▸ EXERCISE PASSAGE
Back around the beginning of October I made another trip to Chapel Hill for a liver check-up with my specialist so I thought I'd do an update since I haven't had time to do one yet.
So the big news is that I'm off the steroid. Hooray for that! And the lingering effects are gone. Which means that I am no longer sweating like I'm having a hot flash for no apparent reason. Also the swelling and bloating is also gone. My doctor told me that being off the steroid will help me with weight control...he's so subtle.
Other big news: my liver levels are normal. They haven't been normal in almost a year. It's great news because it means that my medication is working and it doesn't need to be messed with right now.
I guess I've been officially diagnosed with Autoimmune Hepatitis even though he hasn't "officially" said it. So far, it seems manageable. I'm not crazy about the "hepatitis" part of it so if I'm in a situation that calls for talking about it, I just call it a "liver condition". Hepatitis scares people into thinking that if I touch them or breathe on them that they'll get it too. Obviously, they won't...but some people are weird.

▸ EXTRACTED INFORMATION
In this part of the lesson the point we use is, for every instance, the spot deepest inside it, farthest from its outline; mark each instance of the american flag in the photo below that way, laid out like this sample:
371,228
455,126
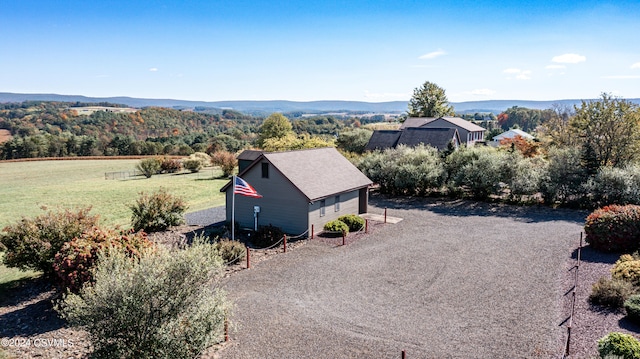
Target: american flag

...

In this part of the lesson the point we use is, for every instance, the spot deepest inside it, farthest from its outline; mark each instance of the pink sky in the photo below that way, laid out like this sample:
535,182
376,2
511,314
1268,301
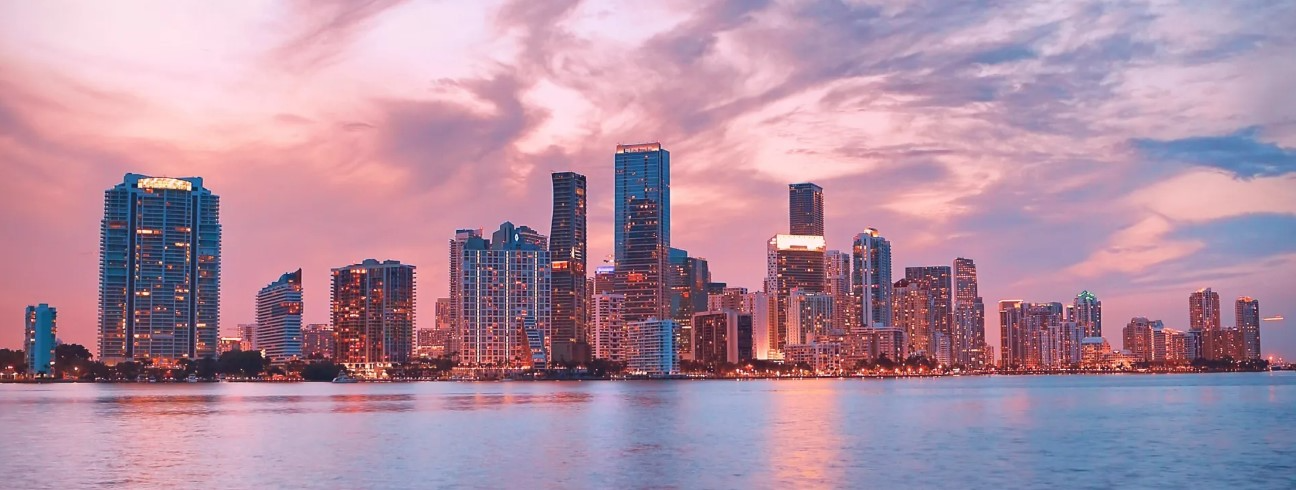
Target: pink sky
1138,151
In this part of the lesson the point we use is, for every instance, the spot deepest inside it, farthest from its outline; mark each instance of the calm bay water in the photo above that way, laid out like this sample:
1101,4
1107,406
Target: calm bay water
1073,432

▸ EXERCISE TASKS
- a) Copy the liver check-up post starting at "Back around the" and ending at "control...he's so subtle.", substituting "medicine" for "steroid" everywhere it occurs.
- b) According to the liver check-up post, how long had the writer's liver levels not been normal?
- c) Continue the liver check-up post from its final sentence, keeping the writer's voice.

▸ RESULTS
- a)
Back around the beginning of October I made another trip to Chapel Hill for a liver check-up with my specialist so I thought I'd do an update since I haven't had time to do one yet.
So the big news is that I'm off the medicine. Hooray for that! And the lingering effects are gone. Which means that I am no longer sweating like I'm having a hot flash for no apparent reason. Also the swelling and bloating is also gone. My doctor told me that being off the medicine will help me with weight control...he's so subtle.

- b) Almost a year.

- c)
Another issue that's come up is that lot of people like to ask us when we're going to have another baby. "Is Grant going to be an only child?" "Are you ready for another one?" "When is Grant going to be a big brother?" I realize we have a child that is at an age where people generally announce a sibling. I really want people to stop asking. I realize that I'm no longer yellow and I don't LOOK sick...but my health is still an issue and will continue to be because this doesn't go away. If Grant has a sibling someday, and I really want him to, it will have to be carefully planned with my doctors (and I'm very unlikely to share about here). We would like to add to our family one of these days but that is our decision. Not one made because we have a two-year-old and it's what people typically do. My health is coming first. If Grant is the only child we have, then he will have a healthy mother who loves him and will hopefully be around a long time for him. I know it sounds like a lighthearted question when asked but it does not have an easy answer. And, frankly, it's no ones business but ours (unless we make it your business - and you know who you are because I/we already talk about it with you).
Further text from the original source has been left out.